■ **Given problem**
Using the passage on flying helmets below, explain in one to three sentences why heavy batteries were sometimes attached with Velcro to the back of a helmet.

Tracing the development of high tech flying helmets for frontline pilots.
Flying wearing a helmet mounted sight, a pilot only has to look at the target to cue the onboard weapons, while the data displayed in front of the pilot’s eyes frees the need to constantly look down at the cockpit displays, or even to look ahead through the Head Up Display (HUD).
The simple leather helmets worn by the earliest military aviators provided warmth in an open cockpit, but afforded little protection, and no extra functionality. Most aircrew also wore separate goggles, and sometimes a silk scarf over the unprotected lower part of the face. By the Second World War, helmets had gained oxygen masks and integral headphones. The arrival of the jet age saw the widespread introduction of ejection seats, and a hard outer shell was worn on the head, creating the first ‘bone dome’ or ‘brain bucket’. Goggles gave way to a visor, which was soon made integral with the helmet itself, but helmets themselves then changed very little until the 1970s and 1980s, though efforts were made to reduce their weight, to improve their comfort, and to provide better protection.
The development of night vision goggles in the 1960s and 1970s initially led to no major changes to helmet design. NVGs were typically mounted on the front of a helmet (usually replacing the visor) on a simple mount that allowed them to be swung down into the pilot’s sightline when required. Heavy batteries were sometimes Velcro’d to the back of the helmet to compensate for the additional weight at the front.
The next major change came with the development of missile cueing systems, which were designed to allow a fighter pilot to ‘point’ the seeker head of a missile at its target, rather than having to ‘boresight’ the enemy aircraft – manoeuvring to place the enemy aircraft centrally in the head up display where the missile seeker would ‘see’ it.
The first useable helmet mounted missile sight was probably the Honeywell Visual Target Acquisition System (VTAS) produced for the US Navy, with a ‘granny glass’ monocular eyepiece providing an aiming reticle, and comprehensive head trackers to allow the weapons system to work out exactly where the pilot was looking. The system could direct the radar where to point, which in turn cued the missile seeker, and there was a mode that allowed the helmet to directly cue the seeker. The system could also provide simple up/down left/right cues to direct the pilot’s eye onto a target.
The system was fielded on about 500 Navy and Marine Corps F-4 Phantom fighters from 1973 to about 1979, but was then abandoned, though it did influence work on similar systems being developed in South Africa and the Soviet Union. The South African Cat’s Eye HMS programme resulted in the first operationally deployed helmet sight, initially teamed with the indigenous Armscor V3A Kukri AAM on the Mirage F1. Soviet HMS studies started in 1969 at the Kiev Arsenal plant, resulting in the development of the Schel-3U, which was ordered into production in 1977 to equip the new MiG-29 and Su-27 fighters.
The combination of the Schel helmet sight and the new thrust vectoring R-73 (AA-11 ‘Archer’) gave the new fighters a formidable ‘off boresight’ capability, and kick started the development of a new generation of helmet-mounted sights and display systems in the West.

■ **Data entries**
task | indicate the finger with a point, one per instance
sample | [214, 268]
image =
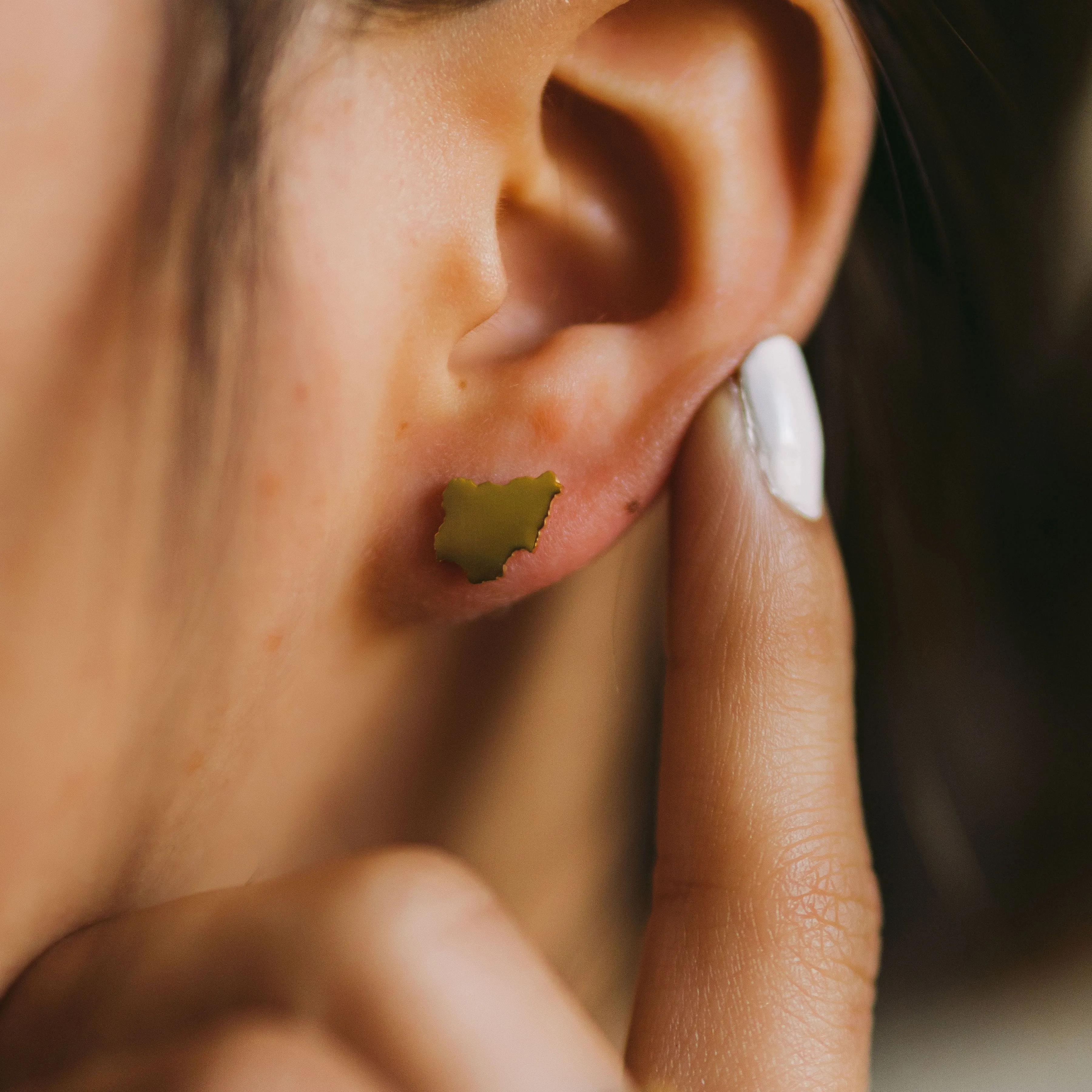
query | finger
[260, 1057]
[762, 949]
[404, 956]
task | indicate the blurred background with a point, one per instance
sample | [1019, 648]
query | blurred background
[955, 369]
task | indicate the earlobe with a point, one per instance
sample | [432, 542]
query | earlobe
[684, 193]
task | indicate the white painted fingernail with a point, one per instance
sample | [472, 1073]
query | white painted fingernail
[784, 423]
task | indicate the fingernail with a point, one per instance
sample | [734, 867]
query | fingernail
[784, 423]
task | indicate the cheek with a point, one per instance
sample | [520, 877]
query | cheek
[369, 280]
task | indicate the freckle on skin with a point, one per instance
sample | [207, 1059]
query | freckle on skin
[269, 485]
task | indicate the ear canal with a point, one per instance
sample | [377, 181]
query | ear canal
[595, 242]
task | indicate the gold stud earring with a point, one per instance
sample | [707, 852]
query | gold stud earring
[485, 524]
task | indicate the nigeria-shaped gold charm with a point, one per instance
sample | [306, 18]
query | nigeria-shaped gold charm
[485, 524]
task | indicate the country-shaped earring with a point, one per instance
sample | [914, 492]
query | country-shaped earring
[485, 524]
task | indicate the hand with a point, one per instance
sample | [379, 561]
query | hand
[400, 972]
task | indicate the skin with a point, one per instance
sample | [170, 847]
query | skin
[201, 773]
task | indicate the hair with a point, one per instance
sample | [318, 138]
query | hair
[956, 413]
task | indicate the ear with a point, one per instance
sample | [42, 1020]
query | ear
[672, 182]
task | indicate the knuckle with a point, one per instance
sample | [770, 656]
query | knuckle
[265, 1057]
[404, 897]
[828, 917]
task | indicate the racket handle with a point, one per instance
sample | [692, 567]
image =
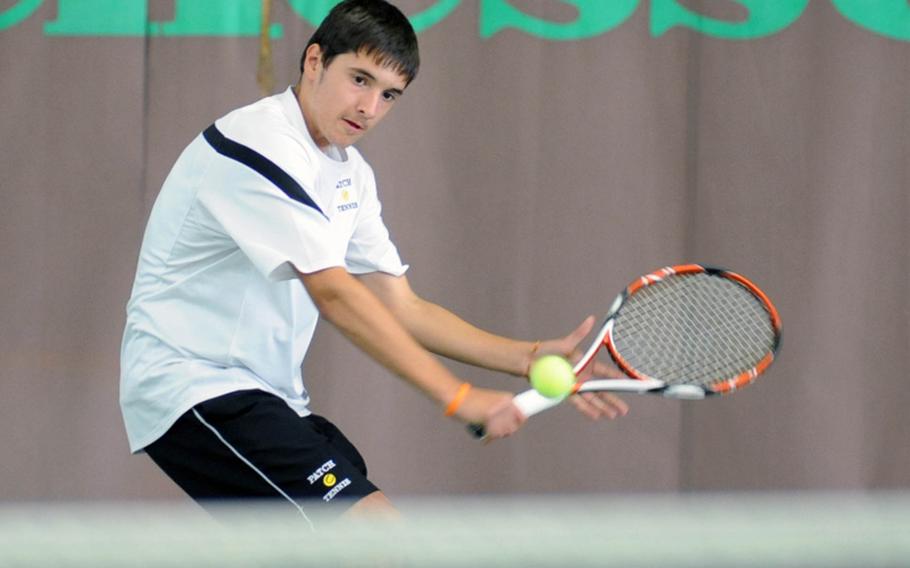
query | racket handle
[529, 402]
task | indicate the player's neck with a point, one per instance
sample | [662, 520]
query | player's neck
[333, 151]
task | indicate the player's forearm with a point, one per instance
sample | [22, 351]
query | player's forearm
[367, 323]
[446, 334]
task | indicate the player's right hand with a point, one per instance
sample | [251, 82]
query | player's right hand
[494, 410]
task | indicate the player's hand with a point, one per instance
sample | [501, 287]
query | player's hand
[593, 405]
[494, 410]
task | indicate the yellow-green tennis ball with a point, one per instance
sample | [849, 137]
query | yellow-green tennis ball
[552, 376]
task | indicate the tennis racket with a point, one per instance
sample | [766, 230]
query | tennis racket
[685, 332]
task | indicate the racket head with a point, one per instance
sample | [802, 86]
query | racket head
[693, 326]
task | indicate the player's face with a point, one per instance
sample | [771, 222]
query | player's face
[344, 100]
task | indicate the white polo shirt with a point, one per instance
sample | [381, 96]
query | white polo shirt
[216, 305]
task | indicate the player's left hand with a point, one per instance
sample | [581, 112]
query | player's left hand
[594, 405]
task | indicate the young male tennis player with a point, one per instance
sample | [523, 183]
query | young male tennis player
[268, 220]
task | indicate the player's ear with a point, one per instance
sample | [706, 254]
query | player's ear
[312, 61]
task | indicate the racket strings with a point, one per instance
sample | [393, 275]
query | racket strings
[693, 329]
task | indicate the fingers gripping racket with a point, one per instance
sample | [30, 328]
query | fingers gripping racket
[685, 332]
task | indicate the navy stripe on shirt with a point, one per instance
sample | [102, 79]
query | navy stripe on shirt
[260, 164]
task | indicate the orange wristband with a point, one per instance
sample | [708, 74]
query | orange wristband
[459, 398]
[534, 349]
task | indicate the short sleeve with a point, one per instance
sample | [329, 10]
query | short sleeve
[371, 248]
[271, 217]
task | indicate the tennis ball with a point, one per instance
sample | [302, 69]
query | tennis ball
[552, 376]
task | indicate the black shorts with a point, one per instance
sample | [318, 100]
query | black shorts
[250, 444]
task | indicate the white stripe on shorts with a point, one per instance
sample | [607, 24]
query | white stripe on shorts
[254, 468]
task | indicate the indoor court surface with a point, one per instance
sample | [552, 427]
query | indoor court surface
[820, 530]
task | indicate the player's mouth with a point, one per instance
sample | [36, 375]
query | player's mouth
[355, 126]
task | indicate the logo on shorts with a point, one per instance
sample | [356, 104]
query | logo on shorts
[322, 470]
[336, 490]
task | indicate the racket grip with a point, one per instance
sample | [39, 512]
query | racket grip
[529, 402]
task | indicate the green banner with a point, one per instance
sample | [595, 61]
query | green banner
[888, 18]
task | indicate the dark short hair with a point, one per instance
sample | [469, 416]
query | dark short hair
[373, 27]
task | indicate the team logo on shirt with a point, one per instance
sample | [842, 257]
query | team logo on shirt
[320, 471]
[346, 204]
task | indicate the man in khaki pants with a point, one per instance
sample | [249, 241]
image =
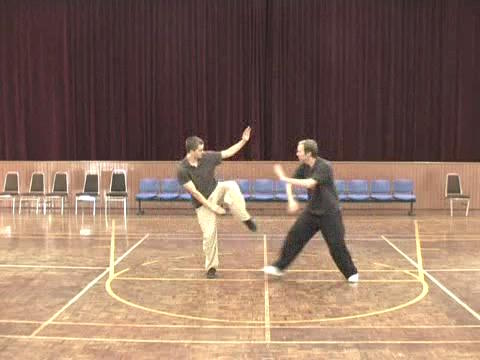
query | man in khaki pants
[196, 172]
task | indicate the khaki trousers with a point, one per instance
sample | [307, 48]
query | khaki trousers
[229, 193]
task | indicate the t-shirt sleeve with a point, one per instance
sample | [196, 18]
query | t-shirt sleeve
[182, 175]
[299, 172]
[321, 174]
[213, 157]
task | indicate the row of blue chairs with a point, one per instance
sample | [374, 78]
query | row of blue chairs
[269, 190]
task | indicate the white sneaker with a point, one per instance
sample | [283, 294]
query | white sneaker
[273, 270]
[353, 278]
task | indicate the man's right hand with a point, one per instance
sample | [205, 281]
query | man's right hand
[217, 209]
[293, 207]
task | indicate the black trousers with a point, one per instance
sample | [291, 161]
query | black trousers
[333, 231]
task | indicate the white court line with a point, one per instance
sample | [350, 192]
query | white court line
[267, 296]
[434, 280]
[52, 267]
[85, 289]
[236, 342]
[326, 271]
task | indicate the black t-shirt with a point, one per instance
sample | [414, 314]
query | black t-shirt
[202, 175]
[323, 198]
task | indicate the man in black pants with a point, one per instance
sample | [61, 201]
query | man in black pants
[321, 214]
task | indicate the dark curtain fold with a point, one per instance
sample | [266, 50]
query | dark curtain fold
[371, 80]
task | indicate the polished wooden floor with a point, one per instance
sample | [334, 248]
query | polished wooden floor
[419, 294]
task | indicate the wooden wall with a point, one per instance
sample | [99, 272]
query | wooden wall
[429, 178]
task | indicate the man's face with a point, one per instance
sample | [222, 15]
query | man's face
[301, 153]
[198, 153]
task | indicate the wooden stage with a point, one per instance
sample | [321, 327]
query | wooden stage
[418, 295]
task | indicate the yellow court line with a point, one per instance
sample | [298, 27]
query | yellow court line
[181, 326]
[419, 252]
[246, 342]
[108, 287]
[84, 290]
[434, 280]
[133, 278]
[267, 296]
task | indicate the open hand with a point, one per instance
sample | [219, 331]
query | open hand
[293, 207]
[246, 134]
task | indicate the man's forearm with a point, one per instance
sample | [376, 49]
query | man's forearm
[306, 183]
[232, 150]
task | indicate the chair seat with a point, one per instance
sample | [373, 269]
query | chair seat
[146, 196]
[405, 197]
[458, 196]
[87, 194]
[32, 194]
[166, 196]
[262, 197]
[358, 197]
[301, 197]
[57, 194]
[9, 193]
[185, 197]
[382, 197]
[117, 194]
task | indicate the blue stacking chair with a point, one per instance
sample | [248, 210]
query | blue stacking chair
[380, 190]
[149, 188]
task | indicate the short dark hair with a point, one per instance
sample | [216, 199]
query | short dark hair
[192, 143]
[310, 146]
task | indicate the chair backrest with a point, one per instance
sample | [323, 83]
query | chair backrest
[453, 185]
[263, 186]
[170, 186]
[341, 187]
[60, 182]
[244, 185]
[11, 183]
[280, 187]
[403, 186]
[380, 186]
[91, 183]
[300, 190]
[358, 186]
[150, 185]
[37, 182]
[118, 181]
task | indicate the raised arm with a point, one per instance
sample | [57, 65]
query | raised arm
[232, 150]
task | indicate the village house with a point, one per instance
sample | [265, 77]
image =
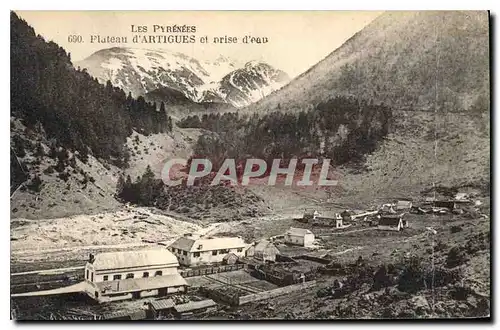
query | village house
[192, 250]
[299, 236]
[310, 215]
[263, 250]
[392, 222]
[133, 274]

■ **Answer for this exercise**
Night vision goggles were mounted on the front of the helmet, usually in place of the visor, which added weight at the front. Heavy batteries were sometimes fastened with Velcro to the back of the helmet to offset that extra front weight.